__ASSIGNED TASK__
Once you have read the records below, write them all out exactly as given.

__INFORMATION GIVEN__

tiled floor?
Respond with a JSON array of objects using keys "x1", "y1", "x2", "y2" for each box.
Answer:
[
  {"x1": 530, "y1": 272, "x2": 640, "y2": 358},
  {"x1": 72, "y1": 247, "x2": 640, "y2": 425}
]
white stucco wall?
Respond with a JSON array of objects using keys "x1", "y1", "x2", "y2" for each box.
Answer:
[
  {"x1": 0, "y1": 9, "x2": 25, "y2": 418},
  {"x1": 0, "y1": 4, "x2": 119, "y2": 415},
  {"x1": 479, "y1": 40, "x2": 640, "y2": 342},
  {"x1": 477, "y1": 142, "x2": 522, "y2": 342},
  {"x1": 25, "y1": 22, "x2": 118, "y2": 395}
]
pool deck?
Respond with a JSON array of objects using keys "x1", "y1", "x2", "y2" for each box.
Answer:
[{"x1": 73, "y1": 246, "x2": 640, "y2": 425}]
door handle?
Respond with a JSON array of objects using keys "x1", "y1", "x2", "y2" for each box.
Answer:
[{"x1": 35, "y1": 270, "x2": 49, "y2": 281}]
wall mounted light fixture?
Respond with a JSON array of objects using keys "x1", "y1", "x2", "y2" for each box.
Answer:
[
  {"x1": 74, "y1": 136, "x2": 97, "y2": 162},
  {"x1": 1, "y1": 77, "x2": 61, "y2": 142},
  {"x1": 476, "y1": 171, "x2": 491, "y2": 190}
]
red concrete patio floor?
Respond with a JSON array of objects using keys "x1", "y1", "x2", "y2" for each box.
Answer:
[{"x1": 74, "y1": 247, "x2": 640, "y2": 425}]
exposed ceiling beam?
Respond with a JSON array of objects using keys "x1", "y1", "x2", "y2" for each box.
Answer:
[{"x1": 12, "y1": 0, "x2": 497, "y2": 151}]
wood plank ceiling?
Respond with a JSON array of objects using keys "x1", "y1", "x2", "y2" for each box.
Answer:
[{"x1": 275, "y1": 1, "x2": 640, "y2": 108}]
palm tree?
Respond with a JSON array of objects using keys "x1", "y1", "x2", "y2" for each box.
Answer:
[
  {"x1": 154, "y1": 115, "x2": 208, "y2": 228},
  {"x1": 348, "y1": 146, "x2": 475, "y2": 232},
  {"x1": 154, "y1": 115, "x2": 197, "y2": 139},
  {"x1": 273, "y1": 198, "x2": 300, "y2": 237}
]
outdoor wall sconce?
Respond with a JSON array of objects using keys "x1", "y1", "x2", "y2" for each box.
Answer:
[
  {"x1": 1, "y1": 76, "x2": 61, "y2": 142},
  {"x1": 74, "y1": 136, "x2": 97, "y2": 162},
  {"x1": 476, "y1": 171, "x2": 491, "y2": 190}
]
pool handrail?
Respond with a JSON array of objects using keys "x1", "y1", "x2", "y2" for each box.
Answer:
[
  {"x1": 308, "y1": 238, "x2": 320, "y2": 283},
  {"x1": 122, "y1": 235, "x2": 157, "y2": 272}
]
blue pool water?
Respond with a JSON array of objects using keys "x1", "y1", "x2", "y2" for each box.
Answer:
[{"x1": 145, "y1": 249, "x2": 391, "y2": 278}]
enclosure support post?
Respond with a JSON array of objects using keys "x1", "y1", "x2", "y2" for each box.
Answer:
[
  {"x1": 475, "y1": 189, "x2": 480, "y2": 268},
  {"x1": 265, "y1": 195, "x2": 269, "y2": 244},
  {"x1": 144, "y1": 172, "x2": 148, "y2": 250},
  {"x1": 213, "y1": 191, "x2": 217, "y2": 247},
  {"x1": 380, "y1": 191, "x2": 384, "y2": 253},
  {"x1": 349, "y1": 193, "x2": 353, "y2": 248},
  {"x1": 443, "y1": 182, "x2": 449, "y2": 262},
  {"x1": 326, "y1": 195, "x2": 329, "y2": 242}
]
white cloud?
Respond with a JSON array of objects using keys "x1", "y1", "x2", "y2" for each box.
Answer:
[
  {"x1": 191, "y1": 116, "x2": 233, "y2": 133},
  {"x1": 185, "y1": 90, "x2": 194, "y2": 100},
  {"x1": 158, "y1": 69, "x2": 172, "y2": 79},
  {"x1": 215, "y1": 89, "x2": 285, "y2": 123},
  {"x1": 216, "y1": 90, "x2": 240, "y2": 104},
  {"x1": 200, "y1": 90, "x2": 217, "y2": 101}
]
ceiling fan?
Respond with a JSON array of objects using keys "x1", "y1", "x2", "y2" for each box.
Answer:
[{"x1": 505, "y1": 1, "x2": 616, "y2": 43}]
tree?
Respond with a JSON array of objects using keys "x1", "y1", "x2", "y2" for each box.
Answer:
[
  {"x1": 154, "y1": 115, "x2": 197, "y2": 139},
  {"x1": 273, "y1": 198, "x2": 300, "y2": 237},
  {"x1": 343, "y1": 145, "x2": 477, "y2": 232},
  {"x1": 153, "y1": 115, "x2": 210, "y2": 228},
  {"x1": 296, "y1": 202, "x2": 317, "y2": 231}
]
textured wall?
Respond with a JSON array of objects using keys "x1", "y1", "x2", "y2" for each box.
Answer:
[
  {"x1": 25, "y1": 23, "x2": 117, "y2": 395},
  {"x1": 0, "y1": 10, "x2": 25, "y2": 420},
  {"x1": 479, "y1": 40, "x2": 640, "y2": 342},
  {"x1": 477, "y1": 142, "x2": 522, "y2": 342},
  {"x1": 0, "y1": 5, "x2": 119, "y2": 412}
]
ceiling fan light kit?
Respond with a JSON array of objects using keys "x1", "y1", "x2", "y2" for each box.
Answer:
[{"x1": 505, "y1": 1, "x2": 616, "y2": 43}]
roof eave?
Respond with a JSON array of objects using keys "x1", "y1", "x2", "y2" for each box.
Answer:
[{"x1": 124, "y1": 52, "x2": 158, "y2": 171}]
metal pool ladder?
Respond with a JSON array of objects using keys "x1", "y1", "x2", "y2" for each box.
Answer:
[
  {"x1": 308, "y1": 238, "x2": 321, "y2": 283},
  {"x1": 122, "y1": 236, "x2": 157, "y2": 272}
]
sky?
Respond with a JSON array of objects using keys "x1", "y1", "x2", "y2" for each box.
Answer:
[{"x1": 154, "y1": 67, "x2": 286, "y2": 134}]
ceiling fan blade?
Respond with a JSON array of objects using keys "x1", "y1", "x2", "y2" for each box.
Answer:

__EXERCISE OUTPUT__
tiled floor?
Respond with a JSON array of objects using keys "x1", "y1", "x2", "y2" for each box.
Answer:
[
  {"x1": 530, "y1": 272, "x2": 640, "y2": 358},
  {"x1": 72, "y1": 247, "x2": 640, "y2": 425}
]
white stucco wall?
Respond with a JSON array of objects using keys "x1", "y1", "x2", "y2" for each box.
Answer:
[
  {"x1": 0, "y1": 9, "x2": 25, "y2": 418},
  {"x1": 0, "y1": 4, "x2": 119, "y2": 415},
  {"x1": 479, "y1": 40, "x2": 640, "y2": 342},
  {"x1": 477, "y1": 142, "x2": 522, "y2": 342},
  {"x1": 25, "y1": 22, "x2": 118, "y2": 395}
]
pool deck?
Respond with a JSON array of objects using keys "x1", "y1", "x2", "y2" for each box.
Answer:
[{"x1": 73, "y1": 246, "x2": 640, "y2": 425}]
door handle?
Respond with a JSON array of objects using keys "x1", "y1", "x2", "y2" for each box.
Answer:
[{"x1": 35, "y1": 270, "x2": 49, "y2": 281}]
wall mounted light fixture?
Respond with a JSON array of objects using keys "x1", "y1", "x2", "y2" for each box.
Answer:
[
  {"x1": 74, "y1": 136, "x2": 97, "y2": 162},
  {"x1": 1, "y1": 77, "x2": 61, "y2": 142},
  {"x1": 476, "y1": 171, "x2": 491, "y2": 190}
]
red concrete patio floor?
Respond with a JSON array of objects using keys "x1", "y1", "x2", "y2" for each box.
Answer:
[{"x1": 74, "y1": 247, "x2": 640, "y2": 425}]
exposed ceiling beam?
Respond with a JSON array of objects using keys "x1", "y1", "x2", "y2" for each box.
Answer:
[{"x1": 12, "y1": 0, "x2": 497, "y2": 151}]
wood plank ceiling?
Respond with a JSON array of objects using keys "x1", "y1", "x2", "y2" for each box.
Answer:
[{"x1": 275, "y1": 1, "x2": 640, "y2": 108}]
palm tree?
Respond with a JSON array of objects using keys "x1", "y1", "x2", "y2" for each box.
Answer:
[
  {"x1": 154, "y1": 115, "x2": 208, "y2": 228},
  {"x1": 348, "y1": 146, "x2": 475, "y2": 232},
  {"x1": 154, "y1": 115, "x2": 197, "y2": 139},
  {"x1": 273, "y1": 198, "x2": 300, "y2": 237}
]
outdoor wall sconce?
Respond with a JSON array of objects using keys "x1", "y1", "x2", "y2" for each box.
Answer:
[
  {"x1": 1, "y1": 76, "x2": 61, "y2": 142},
  {"x1": 74, "y1": 136, "x2": 97, "y2": 162},
  {"x1": 476, "y1": 171, "x2": 491, "y2": 190}
]
pool handrail?
Respond with a JSON array of objects using keys "x1", "y1", "x2", "y2" for each box.
Answer:
[
  {"x1": 308, "y1": 238, "x2": 320, "y2": 283},
  {"x1": 122, "y1": 235, "x2": 157, "y2": 272}
]
blue pool water?
Respond with a JSON array of objects using keys "x1", "y1", "x2", "y2" for each box.
Answer:
[{"x1": 145, "y1": 249, "x2": 391, "y2": 278}]
enclosure support post?
Respond with a JSON array of objects using keys "x1", "y1", "x2", "y2" for each box.
Answer:
[
  {"x1": 475, "y1": 189, "x2": 480, "y2": 268},
  {"x1": 265, "y1": 195, "x2": 269, "y2": 244},
  {"x1": 144, "y1": 172, "x2": 148, "y2": 250},
  {"x1": 213, "y1": 191, "x2": 217, "y2": 247},
  {"x1": 380, "y1": 191, "x2": 384, "y2": 253},
  {"x1": 349, "y1": 193, "x2": 353, "y2": 248},
  {"x1": 443, "y1": 182, "x2": 449, "y2": 262},
  {"x1": 326, "y1": 195, "x2": 329, "y2": 242}
]
white cloud?
Respond with a JSON array of objects using keys "x1", "y1", "x2", "y2" for each box.
Answer:
[
  {"x1": 191, "y1": 116, "x2": 233, "y2": 133},
  {"x1": 185, "y1": 90, "x2": 194, "y2": 100},
  {"x1": 158, "y1": 69, "x2": 172, "y2": 79},
  {"x1": 215, "y1": 89, "x2": 285, "y2": 123},
  {"x1": 216, "y1": 90, "x2": 240, "y2": 104},
  {"x1": 200, "y1": 90, "x2": 217, "y2": 101}
]
ceiling fan?
Respond with a JSON array of objects using keys "x1", "y1", "x2", "y2" for each box.
Answer:
[{"x1": 505, "y1": 1, "x2": 616, "y2": 43}]
tree?
Respond with a JSON array of objects using keys "x1", "y1", "x2", "y2" for each box.
Answer:
[
  {"x1": 154, "y1": 115, "x2": 197, "y2": 139},
  {"x1": 273, "y1": 198, "x2": 300, "y2": 237},
  {"x1": 343, "y1": 145, "x2": 477, "y2": 232},
  {"x1": 153, "y1": 115, "x2": 210, "y2": 228},
  {"x1": 296, "y1": 202, "x2": 317, "y2": 231}
]
textured wall?
Respond with a JSON array of objects using keys "x1", "y1", "x2", "y2" for each box.
Answer:
[
  {"x1": 25, "y1": 23, "x2": 117, "y2": 395},
  {"x1": 0, "y1": 10, "x2": 25, "y2": 420},
  {"x1": 479, "y1": 40, "x2": 640, "y2": 342},
  {"x1": 477, "y1": 142, "x2": 522, "y2": 342},
  {"x1": 0, "y1": 5, "x2": 119, "y2": 412}
]
ceiling fan light kit?
Respond with a JSON array of objects using keys "x1", "y1", "x2", "y2" for each box.
Answer:
[{"x1": 505, "y1": 1, "x2": 616, "y2": 43}]
roof eave?
Respond with a JSON array of objects using keys "x1", "y1", "x2", "y2" for each box.
Answer:
[{"x1": 124, "y1": 52, "x2": 158, "y2": 171}]
metal pool ladder?
Respond with a JSON array of objects using keys "x1", "y1", "x2", "y2" for each box.
Answer:
[
  {"x1": 308, "y1": 238, "x2": 321, "y2": 283},
  {"x1": 122, "y1": 236, "x2": 157, "y2": 272}
]
sky?
Respond with a JSON array of objects using keys "x1", "y1", "x2", "y2" for each box.
Answer:
[{"x1": 154, "y1": 67, "x2": 286, "y2": 134}]
ceiling fan blade?
Respond with a JSON array of objects using keys "x1", "y1", "x2", "y2" for each box.
Answer:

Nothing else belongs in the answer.